# Work item
For the entries below, return every line from the top through the line with "TARGET = paved path" exactly as it stands, omitting pictures.
--------------------------------------------------
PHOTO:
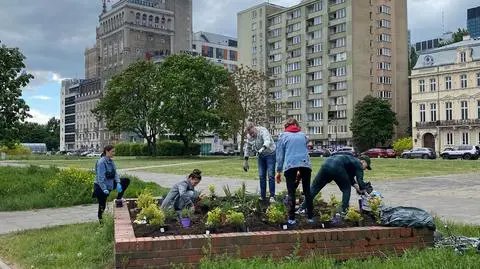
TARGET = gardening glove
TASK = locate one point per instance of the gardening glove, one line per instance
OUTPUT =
(245, 166)
(278, 178)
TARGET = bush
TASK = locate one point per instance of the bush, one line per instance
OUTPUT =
(153, 214)
(123, 149)
(17, 149)
(403, 144)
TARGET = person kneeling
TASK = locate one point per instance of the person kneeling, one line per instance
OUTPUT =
(182, 194)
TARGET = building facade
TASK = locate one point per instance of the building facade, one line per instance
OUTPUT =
(446, 96)
(322, 57)
(473, 22)
(219, 49)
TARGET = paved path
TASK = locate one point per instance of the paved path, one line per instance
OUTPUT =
(453, 197)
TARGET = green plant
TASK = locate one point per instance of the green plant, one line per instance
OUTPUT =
(211, 189)
(214, 217)
(325, 217)
(153, 214)
(353, 215)
(145, 199)
(375, 204)
(235, 218)
(276, 213)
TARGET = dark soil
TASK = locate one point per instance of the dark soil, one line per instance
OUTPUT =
(255, 220)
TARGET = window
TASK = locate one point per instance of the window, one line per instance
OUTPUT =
(317, 102)
(464, 110)
(433, 84)
(448, 111)
(384, 38)
(421, 85)
(463, 57)
(316, 89)
(384, 52)
(465, 139)
(449, 138)
(448, 83)
(315, 117)
(463, 81)
(384, 9)
(422, 112)
(383, 23)
(433, 112)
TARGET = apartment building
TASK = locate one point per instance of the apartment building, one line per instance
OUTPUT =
(219, 49)
(446, 96)
(322, 57)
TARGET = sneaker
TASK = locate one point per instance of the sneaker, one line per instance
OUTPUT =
(301, 211)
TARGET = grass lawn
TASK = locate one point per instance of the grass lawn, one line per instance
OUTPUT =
(31, 188)
(91, 246)
(382, 169)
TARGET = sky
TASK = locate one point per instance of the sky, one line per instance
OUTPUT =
(53, 35)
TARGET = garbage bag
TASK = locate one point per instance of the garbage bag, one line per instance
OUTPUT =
(407, 217)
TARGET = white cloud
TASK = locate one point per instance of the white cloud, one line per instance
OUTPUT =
(41, 97)
(40, 117)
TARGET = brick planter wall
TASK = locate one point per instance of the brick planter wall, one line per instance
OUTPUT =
(341, 244)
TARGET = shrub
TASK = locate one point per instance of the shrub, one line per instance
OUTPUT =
(276, 213)
(353, 215)
(214, 217)
(153, 214)
(235, 218)
(403, 144)
(145, 199)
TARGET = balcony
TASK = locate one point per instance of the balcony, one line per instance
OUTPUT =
(447, 123)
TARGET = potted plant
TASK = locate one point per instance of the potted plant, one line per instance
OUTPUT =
(185, 217)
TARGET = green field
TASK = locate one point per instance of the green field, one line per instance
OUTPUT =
(383, 169)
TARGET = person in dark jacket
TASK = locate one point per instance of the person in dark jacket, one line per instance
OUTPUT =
(346, 171)
(182, 194)
(293, 159)
(108, 179)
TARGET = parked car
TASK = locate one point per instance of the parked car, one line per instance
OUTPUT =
(465, 152)
(391, 153)
(424, 153)
(345, 150)
(376, 153)
(319, 153)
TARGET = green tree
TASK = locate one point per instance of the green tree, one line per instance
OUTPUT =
(253, 95)
(195, 88)
(133, 102)
(13, 108)
(372, 123)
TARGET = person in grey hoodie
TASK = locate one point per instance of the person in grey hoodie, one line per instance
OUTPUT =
(294, 161)
(108, 179)
(182, 194)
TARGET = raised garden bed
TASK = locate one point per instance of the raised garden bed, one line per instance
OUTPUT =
(139, 246)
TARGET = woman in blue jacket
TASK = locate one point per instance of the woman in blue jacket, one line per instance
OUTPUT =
(108, 179)
(294, 161)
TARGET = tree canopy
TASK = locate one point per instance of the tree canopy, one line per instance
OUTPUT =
(372, 123)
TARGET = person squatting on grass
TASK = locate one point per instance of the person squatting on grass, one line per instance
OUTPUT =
(182, 194)
(259, 140)
(346, 171)
(293, 158)
(107, 179)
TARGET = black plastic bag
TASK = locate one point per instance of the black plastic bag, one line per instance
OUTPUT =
(407, 217)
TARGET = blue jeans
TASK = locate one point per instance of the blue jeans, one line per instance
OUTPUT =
(266, 167)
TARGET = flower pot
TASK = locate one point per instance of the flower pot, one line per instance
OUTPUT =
(185, 222)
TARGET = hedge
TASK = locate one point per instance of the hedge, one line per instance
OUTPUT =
(164, 148)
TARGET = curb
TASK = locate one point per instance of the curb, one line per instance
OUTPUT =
(4, 265)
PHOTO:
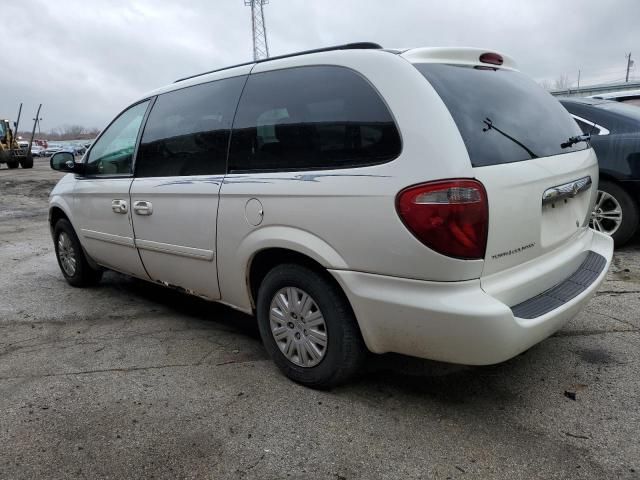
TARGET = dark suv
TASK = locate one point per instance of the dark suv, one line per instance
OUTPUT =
(615, 136)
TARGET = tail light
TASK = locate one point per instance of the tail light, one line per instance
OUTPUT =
(492, 58)
(450, 217)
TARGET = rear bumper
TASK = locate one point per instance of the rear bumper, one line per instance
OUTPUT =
(460, 322)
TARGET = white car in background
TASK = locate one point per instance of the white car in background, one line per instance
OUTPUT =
(432, 202)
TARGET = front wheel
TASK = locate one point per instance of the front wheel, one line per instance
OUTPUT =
(308, 327)
(615, 213)
(71, 258)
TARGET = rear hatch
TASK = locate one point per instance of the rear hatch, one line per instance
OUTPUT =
(539, 185)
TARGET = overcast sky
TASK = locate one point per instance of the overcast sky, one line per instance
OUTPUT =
(85, 60)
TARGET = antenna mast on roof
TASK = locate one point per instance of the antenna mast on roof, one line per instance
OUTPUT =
(260, 46)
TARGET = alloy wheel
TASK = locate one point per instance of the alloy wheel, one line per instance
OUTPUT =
(607, 214)
(66, 254)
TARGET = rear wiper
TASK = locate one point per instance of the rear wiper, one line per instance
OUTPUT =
(577, 139)
(490, 126)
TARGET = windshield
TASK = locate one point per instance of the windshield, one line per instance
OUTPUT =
(503, 116)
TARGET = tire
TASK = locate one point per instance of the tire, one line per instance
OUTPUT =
(27, 162)
(68, 246)
(344, 349)
(613, 198)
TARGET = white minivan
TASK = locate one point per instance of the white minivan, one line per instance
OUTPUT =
(432, 202)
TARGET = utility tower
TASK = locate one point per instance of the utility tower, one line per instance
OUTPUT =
(260, 45)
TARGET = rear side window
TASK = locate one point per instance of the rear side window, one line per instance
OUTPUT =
(503, 116)
(188, 130)
(311, 118)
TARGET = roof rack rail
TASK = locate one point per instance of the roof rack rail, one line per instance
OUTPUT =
(346, 46)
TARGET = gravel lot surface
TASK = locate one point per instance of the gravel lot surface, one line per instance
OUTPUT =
(129, 380)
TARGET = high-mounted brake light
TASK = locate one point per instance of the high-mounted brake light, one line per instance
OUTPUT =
(491, 58)
(450, 216)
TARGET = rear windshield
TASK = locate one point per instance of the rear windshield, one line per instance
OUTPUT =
(503, 116)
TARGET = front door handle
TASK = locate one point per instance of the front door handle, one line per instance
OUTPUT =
(142, 207)
(119, 206)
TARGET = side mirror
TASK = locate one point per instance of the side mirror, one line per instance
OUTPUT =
(64, 162)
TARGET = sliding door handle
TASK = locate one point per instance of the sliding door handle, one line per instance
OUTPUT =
(142, 207)
(119, 206)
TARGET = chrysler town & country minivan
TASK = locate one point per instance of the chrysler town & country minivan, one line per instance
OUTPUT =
(432, 202)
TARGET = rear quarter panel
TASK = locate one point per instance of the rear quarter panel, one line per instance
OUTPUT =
(351, 211)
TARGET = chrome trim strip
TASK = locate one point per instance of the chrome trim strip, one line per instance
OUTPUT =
(108, 237)
(601, 129)
(567, 190)
(190, 252)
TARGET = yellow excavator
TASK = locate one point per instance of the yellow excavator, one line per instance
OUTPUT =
(10, 151)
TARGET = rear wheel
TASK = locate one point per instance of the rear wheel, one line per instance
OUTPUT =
(615, 213)
(71, 258)
(27, 162)
(308, 327)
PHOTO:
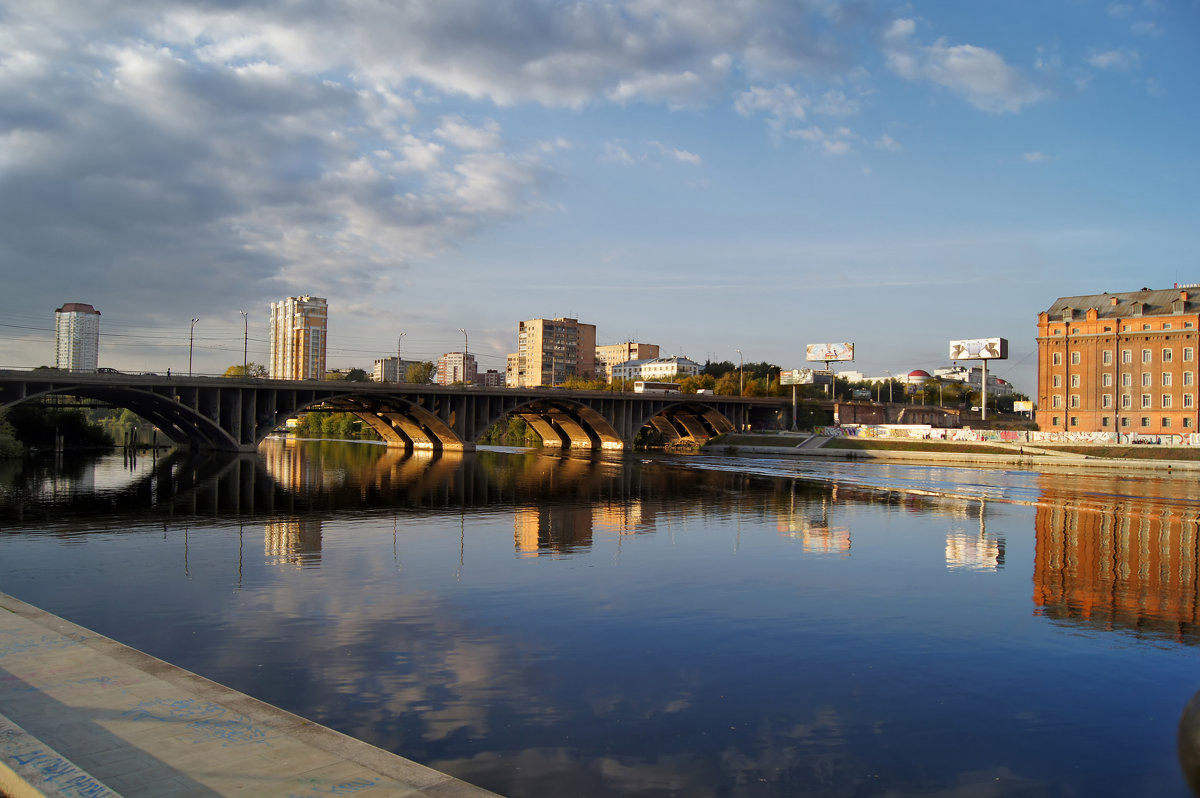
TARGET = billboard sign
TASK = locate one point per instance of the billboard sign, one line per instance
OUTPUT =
(979, 349)
(805, 377)
(828, 352)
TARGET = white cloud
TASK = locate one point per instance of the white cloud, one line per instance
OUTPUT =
(978, 75)
(1121, 59)
(888, 144)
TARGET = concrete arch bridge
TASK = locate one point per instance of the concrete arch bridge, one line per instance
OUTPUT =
(235, 414)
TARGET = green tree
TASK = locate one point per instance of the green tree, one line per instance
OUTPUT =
(247, 370)
(9, 444)
(421, 372)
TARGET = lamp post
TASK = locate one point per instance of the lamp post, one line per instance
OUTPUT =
(191, 340)
(245, 346)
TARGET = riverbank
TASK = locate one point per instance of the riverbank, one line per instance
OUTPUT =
(85, 715)
(801, 444)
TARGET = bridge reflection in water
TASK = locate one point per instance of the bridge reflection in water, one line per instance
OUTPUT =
(1103, 559)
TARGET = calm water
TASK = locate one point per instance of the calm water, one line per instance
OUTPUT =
(546, 625)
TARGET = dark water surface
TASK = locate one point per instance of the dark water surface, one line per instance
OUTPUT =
(550, 625)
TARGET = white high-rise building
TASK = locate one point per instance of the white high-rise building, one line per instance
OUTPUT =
(76, 337)
(299, 328)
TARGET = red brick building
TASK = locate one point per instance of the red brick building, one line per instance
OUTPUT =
(1120, 363)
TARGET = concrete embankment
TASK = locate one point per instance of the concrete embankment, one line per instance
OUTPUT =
(1015, 456)
(84, 715)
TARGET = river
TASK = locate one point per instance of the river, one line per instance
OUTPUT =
(546, 624)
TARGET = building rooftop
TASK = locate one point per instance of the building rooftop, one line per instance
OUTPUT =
(1165, 301)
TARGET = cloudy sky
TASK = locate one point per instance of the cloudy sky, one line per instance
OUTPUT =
(708, 175)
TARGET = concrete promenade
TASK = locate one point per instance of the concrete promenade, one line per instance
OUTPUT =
(83, 715)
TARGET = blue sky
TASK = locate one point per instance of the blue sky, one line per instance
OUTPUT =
(706, 175)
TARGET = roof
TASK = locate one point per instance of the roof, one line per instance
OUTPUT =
(1137, 303)
(77, 307)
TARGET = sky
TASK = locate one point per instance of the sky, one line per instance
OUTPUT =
(727, 179)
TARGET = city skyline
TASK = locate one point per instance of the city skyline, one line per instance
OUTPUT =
(708, 178)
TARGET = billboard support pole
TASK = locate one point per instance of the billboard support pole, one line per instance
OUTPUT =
(985, 389)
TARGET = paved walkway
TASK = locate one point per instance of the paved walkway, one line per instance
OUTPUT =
(83, 715)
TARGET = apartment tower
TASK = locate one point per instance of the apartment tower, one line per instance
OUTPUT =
(551, 351)
(76, 337)
(299, 328)
(1120, 363)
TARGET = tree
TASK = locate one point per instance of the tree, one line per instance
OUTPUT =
(421, 372)
(247, 370)
(9, 444)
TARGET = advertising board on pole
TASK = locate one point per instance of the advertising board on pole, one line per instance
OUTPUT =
(829, 352)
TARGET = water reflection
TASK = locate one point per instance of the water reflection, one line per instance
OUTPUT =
(555, 625)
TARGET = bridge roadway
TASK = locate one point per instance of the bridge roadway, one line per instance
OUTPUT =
(234, 414)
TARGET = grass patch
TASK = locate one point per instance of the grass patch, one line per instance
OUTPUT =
(1128, 453)
(875, 444)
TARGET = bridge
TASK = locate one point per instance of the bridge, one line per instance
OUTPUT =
(235, 414)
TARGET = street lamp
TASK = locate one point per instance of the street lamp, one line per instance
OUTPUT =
(245, 346)
(191, 340)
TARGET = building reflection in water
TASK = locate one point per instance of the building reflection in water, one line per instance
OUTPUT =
(294, 541)
(809, 522)
(1117, 563)
(973, 551)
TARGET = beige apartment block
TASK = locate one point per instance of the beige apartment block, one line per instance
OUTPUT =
(552, 351)
(298, 337)
(611, 354)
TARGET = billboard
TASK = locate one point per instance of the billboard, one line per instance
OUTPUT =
(828, 352)
(979, 349)
(805, 377)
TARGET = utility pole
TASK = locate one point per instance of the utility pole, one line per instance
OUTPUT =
--------------------------------------------------
# Output for this task
PHOTO:
TARGET = gardening glove
TASK = locate one point per instance of the gardening glove, one line per instance
OUTPUT =
(245, 166)
(278, 178)
TARGET = bush
TASK = locate one point per instance of the bush, one line per instance
OUTPUT =
(153, 214)
(123, 149)
(17, 149)
(403, 144)
TARGET = person kneeling
TASK = locate one point per instance of the person kneeling, one line per instance
OUTPUT =
(182, 194)
TARGET = building facade
TASK = locate one point per instance of the building facade, one line per instance
OUTPUT =
(446, 96)
(322, 57)
(473, 22)
(219, 49)
TARGET = paved path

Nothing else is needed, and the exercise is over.